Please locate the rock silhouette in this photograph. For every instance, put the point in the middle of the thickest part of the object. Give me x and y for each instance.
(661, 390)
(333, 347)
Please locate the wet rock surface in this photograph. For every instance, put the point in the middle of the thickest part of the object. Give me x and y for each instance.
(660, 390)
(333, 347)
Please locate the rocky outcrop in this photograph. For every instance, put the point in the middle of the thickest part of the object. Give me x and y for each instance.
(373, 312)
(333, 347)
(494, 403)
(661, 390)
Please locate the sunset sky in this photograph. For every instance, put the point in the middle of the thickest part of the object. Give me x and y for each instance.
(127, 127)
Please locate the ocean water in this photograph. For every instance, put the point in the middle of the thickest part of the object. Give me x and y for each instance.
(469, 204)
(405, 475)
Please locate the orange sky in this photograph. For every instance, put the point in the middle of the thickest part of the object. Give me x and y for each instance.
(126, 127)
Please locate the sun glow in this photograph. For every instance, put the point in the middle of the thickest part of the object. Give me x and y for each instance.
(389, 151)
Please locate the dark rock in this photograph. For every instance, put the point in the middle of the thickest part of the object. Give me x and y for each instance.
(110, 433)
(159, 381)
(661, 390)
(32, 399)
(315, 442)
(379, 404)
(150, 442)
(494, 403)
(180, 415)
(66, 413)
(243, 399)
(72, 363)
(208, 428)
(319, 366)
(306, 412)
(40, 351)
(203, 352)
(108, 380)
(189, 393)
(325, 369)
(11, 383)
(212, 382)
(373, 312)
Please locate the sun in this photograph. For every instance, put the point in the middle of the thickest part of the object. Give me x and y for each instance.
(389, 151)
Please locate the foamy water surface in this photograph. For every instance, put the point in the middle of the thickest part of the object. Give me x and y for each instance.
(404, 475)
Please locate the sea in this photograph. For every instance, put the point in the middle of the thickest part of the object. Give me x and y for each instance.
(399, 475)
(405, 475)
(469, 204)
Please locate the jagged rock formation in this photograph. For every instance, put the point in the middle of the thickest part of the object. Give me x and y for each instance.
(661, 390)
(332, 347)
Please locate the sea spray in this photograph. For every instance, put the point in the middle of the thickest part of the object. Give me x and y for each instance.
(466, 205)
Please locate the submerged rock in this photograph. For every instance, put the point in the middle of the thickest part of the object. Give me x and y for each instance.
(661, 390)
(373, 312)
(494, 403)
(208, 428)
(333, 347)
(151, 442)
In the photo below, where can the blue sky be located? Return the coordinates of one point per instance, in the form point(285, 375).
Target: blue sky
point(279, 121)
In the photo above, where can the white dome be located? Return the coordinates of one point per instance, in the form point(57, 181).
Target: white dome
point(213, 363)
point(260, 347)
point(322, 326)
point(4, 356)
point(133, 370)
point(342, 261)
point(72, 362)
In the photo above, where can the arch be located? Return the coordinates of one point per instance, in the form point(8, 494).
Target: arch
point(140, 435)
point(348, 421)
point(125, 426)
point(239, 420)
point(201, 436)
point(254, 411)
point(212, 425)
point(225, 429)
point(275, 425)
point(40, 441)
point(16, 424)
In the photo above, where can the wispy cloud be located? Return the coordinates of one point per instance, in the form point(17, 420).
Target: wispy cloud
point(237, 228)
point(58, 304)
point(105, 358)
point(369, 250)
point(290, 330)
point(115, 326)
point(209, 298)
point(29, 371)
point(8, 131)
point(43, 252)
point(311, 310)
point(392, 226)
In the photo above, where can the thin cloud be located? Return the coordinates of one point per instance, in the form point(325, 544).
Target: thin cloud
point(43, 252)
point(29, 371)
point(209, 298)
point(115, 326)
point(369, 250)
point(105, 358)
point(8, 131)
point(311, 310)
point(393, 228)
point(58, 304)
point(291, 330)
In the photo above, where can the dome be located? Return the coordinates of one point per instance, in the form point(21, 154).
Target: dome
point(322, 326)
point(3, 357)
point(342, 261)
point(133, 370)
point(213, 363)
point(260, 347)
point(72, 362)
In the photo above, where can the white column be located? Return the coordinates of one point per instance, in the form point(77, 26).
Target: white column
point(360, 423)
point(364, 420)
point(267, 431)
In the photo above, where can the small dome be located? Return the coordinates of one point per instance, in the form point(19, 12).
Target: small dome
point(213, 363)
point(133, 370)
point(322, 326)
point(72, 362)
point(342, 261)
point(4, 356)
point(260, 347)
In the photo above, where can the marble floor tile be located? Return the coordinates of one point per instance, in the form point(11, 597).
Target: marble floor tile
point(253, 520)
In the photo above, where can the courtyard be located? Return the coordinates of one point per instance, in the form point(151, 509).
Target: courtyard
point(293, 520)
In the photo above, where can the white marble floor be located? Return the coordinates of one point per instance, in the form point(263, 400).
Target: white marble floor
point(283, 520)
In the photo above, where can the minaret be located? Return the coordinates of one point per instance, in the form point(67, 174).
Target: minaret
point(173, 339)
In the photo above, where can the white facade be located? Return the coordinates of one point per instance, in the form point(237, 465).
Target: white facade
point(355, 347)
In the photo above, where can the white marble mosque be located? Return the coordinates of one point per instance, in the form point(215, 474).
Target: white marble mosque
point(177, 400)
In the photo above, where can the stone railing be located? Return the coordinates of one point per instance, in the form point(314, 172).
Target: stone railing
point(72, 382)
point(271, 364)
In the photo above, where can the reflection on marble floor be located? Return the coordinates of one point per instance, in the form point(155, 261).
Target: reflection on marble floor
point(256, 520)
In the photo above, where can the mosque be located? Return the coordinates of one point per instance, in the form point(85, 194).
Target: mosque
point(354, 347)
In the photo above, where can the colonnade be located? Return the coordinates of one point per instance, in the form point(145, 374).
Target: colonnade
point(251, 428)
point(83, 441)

Exercise brief:
Copy every record exactly, with nothing added or dropped.

Written response:
Please locate the rock silhouette in this photograph. For every instance, put the point in the middle of the thickest part of the object. Give me x and y for each instance.
(661, 390)
(333, 347)
Please locate the wet rock surface in this photograph. For every instance, put the point in the middle of the thickest part of the object. Give me x and y for each instance.
(660, 390)
(333, 347)
Please locate the rocky outcrop in this photograph. For every instance, put the point in the middle of the thickest part of the object. Give me x and y for each instance.
(373, 312)
(333, 347)
(494, 403)
(661, 390)
Please locate the sunset sky in this photograph. For every instance, put the point in the middle of the thickest part of the object. Give me x and y for each instance.
(127, 127)
Please locate the ocean water in this photograph. For every instance, put the point in the middle of the thickest part of the object. Give me x and y for each instance.
(469, 204)
(405, 475)
Please locate the orange sky in this photograph. For every instance, put the point in the middle of the thickest part of the object. Give me x and y for each instance.
(126, 127)
Please locate the sun glow in this photograph. For every instance, put the point in the middle of the thickest part of the object. Give me x and y for each instance.
(389, 151)
Please locate the dark rock in this photograph. For every instance, put the point in the middle of the thickest part of the object. Give me x and y for each instance.
(110, 433)
(159, 381)
(661, 390)
(32, 399)
(315, 442)
(379, 404)
(150, 442)
(494, 403)
(180, 415)
(66, 413)
(243, 399)
(72, 363)
(208, 428)
(319, 366)
(306, 412)
(40, 351)
(203, 352)
(108, 380)
(189, 393)
(325, 369)
(11, 383)
(212, 382)
(373, 312)
Please locate the sun in this photograph. For every instance, put the point in the middle of the thickest part of the object. Give me x and y for each instance.
(389, 151)
Please locate the foamy water surface in this photograph. For every instance, put the point in the middle of the thickest part of the object. Give me x and y for each instance.
(404, 475)
Please locate the sea in this photograph. For every instance, put the point in the middle of the thickest part of the object. Give me x and y for each instance.
(399, 475)
(405, 475)
(469, 204)
Please locate the jagged rock formation in this photograph. For every instance, put the point in the middle of the thickest part of the object. Give me x and y for each instance.
(661, 390)
(332, 347)
Please locate the sea spray in this photograph. For every instance, put the point in the middle of the thickest part of the object. Give me x and y for each instance.
(466, 205)
Please locate the submerged rock in this photograph. For every instance, put the point in the middle of the thickest part of the object. Give me x and y for each instance.
(661, 390)
(373, 312)
(494, 403)
(208, 428)
(333, 347)
(151, 442)
In the photo below, where can the blue sky be located? Return the coordinates of one point per instance, in the form point(285, 375).
Target: blue sky
point(279, 121)
In the photo above, where can the white dome be located? Return the coordinates of one point per instance, in the form point(57, 181).
Target: white dome
point(213, 363)
point(260, 347)
point(322, 326)
point(4, 356)
point(133, 370)
point(342, 261)
point(72, 362)
In the photo above, where can the arch be located? Return the coordinates of one point per instance, in the form point(8, 494).
Target: arch
point(140, 435)
point(348, 421)
point(125, 426)
point(239, 420)
point(201, 436)
point(254, 411)
point(212, 425)
point(225, 429)
point(275, 425)
point(40, 441)
point(16, 424)
In the photo above, where can the wispy cloud be located? Return the coordinates of one point per instance, in the form point(17, 420).
Target: wispy cloud
point(237, 228)
point(58, 304)
point(105, 358)
point(369, 250)
point(290, 330)
point(115, 326)
point(209, 298)
point(29, 371)
point(8, 131)
point(43, 252)
point(311, 310)
point(392, 226)
In the photo above, where can the thin cloud be located? Return the coordinates of one point per instance, in the form point(325, 544).
Target: thin cloud
point(43, 252)
point(29, 371)
point(209, 298)
point(115, 326)
point(369, 250)
point(105, 358)
point(8, 131)
point(311, 310)
point(393, 228)
point(58, 304)
point(291, 330)
In the photo above, where can the dome be located? Return the coordinates of one point per instance, in the form point(21, 154).
Target: dome
point(322, 326)
point(3, 357)
point(342, 261)
point(133, 370)
point(213, 363)
point(260, 347)
point(72, 362)
In the photo above, where can the white column be located? Return the coordinates of one point per instance, in the form point(77, 26).
Target: white column
point(360, 423)
point(364, 420)
point(267, 431)
In the photo above, where can the small dome be located? Return the coordinates of one point per instance, in the form point(19, 12).
Target: small dome
point(213, 363)
point(133, 370)
point(322, 326)
point(72, 362)
point(342, 261)
point(4, 356)
point(260, 347)
In the photo above, where can the marble floor tile be located? Return the coordinates of one point per instance, in the form point(11, 597).
Target: marble floor tile
point(253, 520)
In the photo above, where can the courtyard be located? Return the coordinates of one point per instance, in the form point(151, 509).
Target: courtyard
point(293, 520)
In the photo above, where can the white marble floor be located? Return the coordinates of one point per instance, in the form point(263, 400).
Target: white marble floor
point(283, 520)
In the photo above, where can the minaret be located? Return the coordinates of one point per instance, in the form point(67, 174).
Target: minaret
point(173, 339)
In the photo above, where can the white facade be located? Return the coordinates of one point per instance, in the form point(237, 465).
Target: white facade
point(355, 347)
In the photo above, where can the white marble mosque be located? Return the coordinates of one point per instance, in the form point(215, 474).
Target: white marble mosque
point(177, 400)
In the photo above, where can the stone railing be located? Return the coordinates of one point per instance, in the form point(314, 172).
Target: stone railing
point(72, 382)
point(271, 364)
In the photo above, where can the reflection on marble floor be located? Return the coordinates of one point per instance, in the form point(155, 261).
Target: reflection on marble floor
point(256, 520)
In the photo above, where can the mosque be located? Return the coordinates of one point per instance, in the form point(85, 194).
Target: mosque
point(354, 347)
In the photo above, where can the colonnade be located? Return the coordinates of one point per instance, in the form point(145, 374).
Target: colonnade
point(251, 428)
point(83, 441)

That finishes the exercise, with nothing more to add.